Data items
•••
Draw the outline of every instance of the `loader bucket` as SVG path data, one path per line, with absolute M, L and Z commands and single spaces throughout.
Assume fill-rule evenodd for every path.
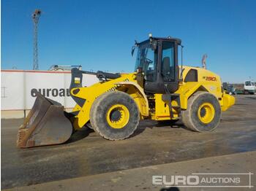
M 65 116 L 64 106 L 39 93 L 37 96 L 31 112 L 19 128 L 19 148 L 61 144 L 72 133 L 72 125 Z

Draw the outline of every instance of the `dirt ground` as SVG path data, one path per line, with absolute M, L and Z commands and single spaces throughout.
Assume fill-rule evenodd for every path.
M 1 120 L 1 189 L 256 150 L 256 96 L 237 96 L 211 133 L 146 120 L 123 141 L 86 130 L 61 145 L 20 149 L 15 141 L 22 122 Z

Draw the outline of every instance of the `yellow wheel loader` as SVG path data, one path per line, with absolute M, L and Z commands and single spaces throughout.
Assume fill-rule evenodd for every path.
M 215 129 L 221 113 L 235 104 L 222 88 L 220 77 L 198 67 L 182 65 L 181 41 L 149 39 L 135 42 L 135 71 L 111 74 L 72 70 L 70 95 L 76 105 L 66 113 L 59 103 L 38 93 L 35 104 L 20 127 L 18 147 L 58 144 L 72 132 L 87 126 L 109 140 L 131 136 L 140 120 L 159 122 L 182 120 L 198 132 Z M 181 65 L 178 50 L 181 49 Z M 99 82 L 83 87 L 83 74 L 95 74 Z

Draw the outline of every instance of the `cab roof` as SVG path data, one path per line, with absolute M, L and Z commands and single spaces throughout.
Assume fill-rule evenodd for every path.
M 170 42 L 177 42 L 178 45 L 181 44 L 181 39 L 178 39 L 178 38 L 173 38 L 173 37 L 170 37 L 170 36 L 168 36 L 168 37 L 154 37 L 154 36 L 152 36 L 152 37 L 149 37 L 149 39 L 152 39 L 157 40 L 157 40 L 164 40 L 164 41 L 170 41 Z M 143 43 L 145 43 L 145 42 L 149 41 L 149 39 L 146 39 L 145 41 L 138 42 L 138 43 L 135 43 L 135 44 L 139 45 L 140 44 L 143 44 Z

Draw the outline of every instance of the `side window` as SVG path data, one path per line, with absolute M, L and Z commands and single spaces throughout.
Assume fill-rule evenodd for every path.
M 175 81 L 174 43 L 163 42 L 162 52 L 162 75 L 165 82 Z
•••
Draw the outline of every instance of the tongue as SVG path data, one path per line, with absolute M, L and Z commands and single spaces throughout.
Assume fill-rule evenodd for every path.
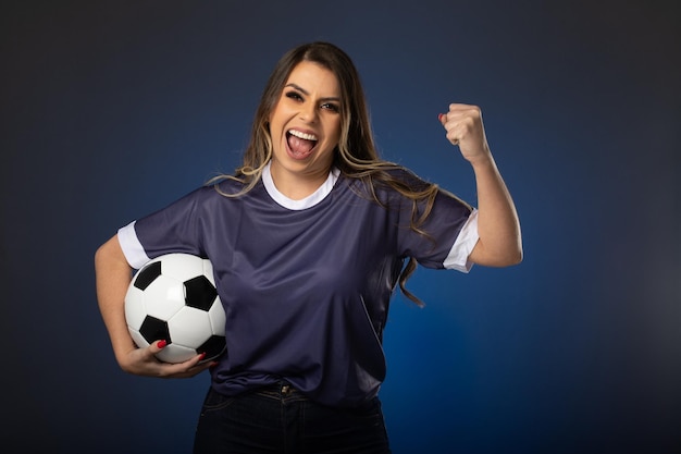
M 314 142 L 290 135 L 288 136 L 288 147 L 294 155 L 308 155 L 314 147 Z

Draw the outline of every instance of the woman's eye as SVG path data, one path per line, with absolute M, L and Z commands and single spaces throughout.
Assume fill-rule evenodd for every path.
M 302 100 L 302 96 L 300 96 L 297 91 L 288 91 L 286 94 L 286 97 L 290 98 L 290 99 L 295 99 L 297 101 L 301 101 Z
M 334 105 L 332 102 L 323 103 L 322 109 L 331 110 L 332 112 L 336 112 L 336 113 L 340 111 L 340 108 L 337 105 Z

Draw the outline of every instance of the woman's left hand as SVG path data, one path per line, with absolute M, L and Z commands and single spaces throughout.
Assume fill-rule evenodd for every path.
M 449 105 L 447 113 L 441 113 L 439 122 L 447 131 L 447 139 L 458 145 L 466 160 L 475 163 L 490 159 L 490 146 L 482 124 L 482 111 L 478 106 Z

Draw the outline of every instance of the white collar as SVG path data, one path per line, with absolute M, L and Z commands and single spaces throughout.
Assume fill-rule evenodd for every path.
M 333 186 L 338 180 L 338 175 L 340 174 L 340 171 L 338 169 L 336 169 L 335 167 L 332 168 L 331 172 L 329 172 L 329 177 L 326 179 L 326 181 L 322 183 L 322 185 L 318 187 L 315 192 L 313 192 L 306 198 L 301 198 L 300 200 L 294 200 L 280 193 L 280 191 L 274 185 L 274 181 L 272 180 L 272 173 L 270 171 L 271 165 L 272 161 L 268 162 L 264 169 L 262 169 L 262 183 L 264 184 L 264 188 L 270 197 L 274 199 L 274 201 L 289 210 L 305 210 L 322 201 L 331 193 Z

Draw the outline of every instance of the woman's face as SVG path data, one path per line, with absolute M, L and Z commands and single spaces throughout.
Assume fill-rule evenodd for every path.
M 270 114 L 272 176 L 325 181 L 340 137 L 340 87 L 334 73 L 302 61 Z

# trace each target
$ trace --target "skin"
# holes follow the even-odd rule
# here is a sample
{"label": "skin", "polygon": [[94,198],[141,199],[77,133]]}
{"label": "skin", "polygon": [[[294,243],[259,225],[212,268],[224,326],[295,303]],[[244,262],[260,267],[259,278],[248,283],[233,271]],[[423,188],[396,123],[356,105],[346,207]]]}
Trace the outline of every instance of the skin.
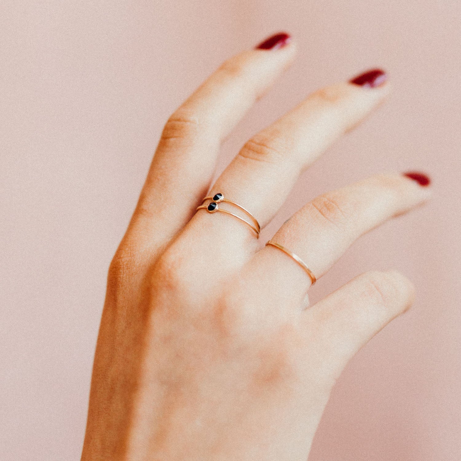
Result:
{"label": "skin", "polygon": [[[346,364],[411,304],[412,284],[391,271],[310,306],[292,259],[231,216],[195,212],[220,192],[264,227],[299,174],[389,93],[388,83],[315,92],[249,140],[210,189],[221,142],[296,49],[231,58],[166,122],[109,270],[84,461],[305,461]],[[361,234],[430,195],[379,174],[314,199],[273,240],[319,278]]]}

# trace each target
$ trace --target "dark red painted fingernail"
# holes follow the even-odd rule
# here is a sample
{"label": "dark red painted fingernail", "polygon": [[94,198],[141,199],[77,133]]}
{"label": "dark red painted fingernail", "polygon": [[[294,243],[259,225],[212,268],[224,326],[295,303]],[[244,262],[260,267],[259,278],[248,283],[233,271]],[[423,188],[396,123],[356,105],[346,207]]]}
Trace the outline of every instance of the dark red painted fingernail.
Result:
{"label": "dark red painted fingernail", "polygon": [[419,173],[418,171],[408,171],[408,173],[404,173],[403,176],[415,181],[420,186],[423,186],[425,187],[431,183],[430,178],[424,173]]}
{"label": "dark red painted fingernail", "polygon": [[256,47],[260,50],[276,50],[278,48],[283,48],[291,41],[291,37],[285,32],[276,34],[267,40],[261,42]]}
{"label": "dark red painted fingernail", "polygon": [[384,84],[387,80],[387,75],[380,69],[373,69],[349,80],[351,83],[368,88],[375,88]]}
•••
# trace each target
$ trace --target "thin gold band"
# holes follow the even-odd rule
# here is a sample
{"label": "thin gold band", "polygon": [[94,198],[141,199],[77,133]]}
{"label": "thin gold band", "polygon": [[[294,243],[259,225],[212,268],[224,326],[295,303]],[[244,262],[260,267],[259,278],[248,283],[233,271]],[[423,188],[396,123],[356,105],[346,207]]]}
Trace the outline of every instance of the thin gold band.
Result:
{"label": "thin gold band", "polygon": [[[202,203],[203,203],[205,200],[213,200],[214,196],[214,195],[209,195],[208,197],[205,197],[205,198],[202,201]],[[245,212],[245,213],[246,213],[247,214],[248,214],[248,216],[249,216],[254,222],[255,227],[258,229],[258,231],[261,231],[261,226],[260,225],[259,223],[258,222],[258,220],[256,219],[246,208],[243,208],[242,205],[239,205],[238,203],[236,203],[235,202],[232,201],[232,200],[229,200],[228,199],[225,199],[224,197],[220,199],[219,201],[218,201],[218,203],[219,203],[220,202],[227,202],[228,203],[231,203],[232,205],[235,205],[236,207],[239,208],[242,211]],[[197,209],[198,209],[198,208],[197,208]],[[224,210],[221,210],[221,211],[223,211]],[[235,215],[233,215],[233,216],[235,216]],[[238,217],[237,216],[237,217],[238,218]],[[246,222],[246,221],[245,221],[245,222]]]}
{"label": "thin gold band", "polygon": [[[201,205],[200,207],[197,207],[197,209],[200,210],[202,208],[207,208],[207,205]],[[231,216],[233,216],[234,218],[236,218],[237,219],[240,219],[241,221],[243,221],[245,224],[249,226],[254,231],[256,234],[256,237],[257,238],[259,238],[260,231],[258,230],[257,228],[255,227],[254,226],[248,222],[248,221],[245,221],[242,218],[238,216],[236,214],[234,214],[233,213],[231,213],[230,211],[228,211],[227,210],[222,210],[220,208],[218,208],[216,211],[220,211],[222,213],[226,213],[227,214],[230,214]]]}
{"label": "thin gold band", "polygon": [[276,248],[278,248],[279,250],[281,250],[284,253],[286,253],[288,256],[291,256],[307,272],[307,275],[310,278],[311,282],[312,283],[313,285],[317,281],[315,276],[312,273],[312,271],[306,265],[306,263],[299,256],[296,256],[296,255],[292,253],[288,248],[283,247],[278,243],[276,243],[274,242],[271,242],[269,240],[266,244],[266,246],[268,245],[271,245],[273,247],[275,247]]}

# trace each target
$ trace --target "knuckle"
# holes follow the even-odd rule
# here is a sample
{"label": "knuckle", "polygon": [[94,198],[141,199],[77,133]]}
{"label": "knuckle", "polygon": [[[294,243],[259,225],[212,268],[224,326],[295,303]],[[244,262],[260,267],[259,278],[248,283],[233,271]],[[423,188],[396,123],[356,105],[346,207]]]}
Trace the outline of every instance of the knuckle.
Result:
•••
Written problem. Quote the lines verbatim, starting at the line containing "Draw the outline of every instance of the tongue" and ending at the line containing "M 314 142 L", and omit the pictures from your answer.

Correct response.
Draw the outline of every instance of the tongue as SVG path data, one path per line, with absolute M, L and Z commands and single spaces throughout.
Assume fill-rule evenodd for every path.
M 314 142 L 290 135 L 288 136 L 288 147 L 294 155 L 308 155 L 314 147 Z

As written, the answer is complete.